**WRITTEN INSTRUCTION A**
Write out every line of the records on bounding-box detection below as a numbered list. Skip blank lines and leave out the pictures.
-- start of SELECTION --
Quantcast

Ruby on Rails, Io, Lisp, JavaScript, Dynamic Languages, Prototype-based programming and more...

Technoblog reader special: $10 off web hosting by FatCow!

Wednesday, August 16, 2006

MapReduce for Ruby: Ridiculously Easy Distributed Programming


Digg
del.icio.us
FURL
Yahoo! My Web 2.0
Reddit


I am very happy to announce that Google's MapReduce is now available for Ruby (via gem install starfish). MapReduce is the technique used by Google to do monstrous distributed programming over 30 terabyte files. I have been reading about MapReduce recently and thought that it was very exciting for Google to have laid out the ideas that ran Google. I also wondered how they could be applied to everyday applications.

Recently, I gave a talk on Ridiculously easy ways to distribute processor intensive tasks using Rinda and DRb. This talk came from my work with Rinda recently at MOG. We use distributed programming to handle real-time processor intensive needs for over 1 million requests a day. We also use it to make large changes or clean up our database. I realized that the plumbing I wrote in Rinda to accomplish these tasks could be abstracted and easily conform to the MapReduce technique.

Before I move on, I will provide a little more background of Google's MapReduce. MapReduce is a C++ library written by Google. There are about 12 MapReduce programs used to create the inverted index of the www that Google uses for searching. The term MapReduce itself refers to map and reduce functions. Joel recently wrote an article that explains what map a reduce do, so I will refrain from repeating him. One of the parts Joel unfortunately messed up on was this sentence though:

[...] you only have to get one supergenius to write the hard code to run map and reduce on a global massively parallel array of computers, and all the old code that used to work fine when you just ran a loop still works only it's a zillion times faster which means it can be used to tackle huge problems in an instant [...]

Google, nor anyone I know, has written a map function that will "replace" your existing calls to map, like a plugin. In fact, here is some real world MapReduce example code that is used to provide a word count on an arbitrarily sized document:

#include "mapreduce/mapreduce.h"
-- end of SELECTION --
-- start of RECORDED DATA --
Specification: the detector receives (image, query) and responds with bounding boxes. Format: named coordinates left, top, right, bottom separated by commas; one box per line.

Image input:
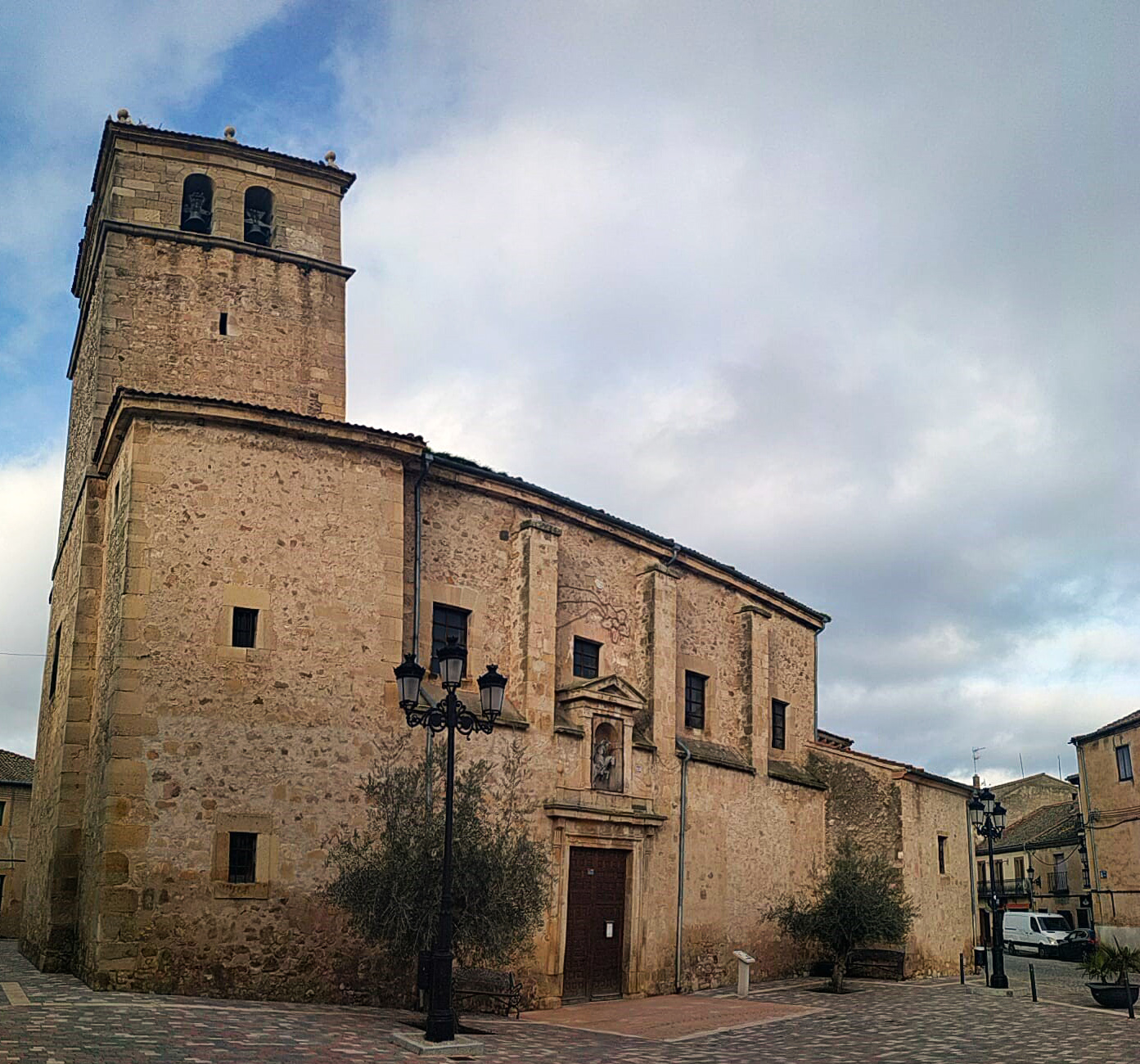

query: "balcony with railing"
left=978, top=878, right=1030, bottom=899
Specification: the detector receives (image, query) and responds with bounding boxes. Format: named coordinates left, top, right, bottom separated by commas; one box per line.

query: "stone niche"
left=555, top=676, right=645, bottom=794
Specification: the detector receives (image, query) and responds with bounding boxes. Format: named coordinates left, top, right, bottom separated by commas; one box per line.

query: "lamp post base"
left=424, top=949, right=459, bottom=1043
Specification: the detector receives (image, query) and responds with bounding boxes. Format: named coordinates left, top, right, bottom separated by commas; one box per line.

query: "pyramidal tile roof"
-- end of RECORDED DATA --
**WRITTEN INSTRUCTION B**
Answer these questions from the MapReduce post, one per line:
(i) Which command does the post give for getting MapReduce for Ruby?
(ii) How many requests a day does the distributed programming at MOG handle?
(iii) About how many MapReduce programs are used to create Google's inverted index of the web?

**EXERCISE RESPONSE A**
1. Specification: the detector receives (image, query) and responds with bounding boxes. Format: named coordinates left, top, right, bottom separated by commas; one box per line.
2. Image input:
3. query: "balcony with railing"
4. left=978, top=878, right=1030, bottom=899
5. Specification: the detector receives (image, query) and responds with bounding boxes. Format: named coordinates left, top, right, bottom separated by commas; one box per line.
6. query: "stone niche"
7. left=555, top=676, right=645, bottom=794
8. Specification: the detector receives (image, query) and responds with bounding boxes. Format: named coordinates left, top, right, bottom separated by commas; one box per line.
9. query: "lamp post base"
10. left=424, top=949, right=459, bottom=1043
11. Specification: the detector receives (image, query) and responds with bounding boxes. Format: named coordinates left, top, right, bottom separated by commas; one box per line.
12. query: "pyramidal tile roof"

**EXERCISE RESPONSE B**
(i) gem install starfish
(ii) Over 1 million
(iii) About 12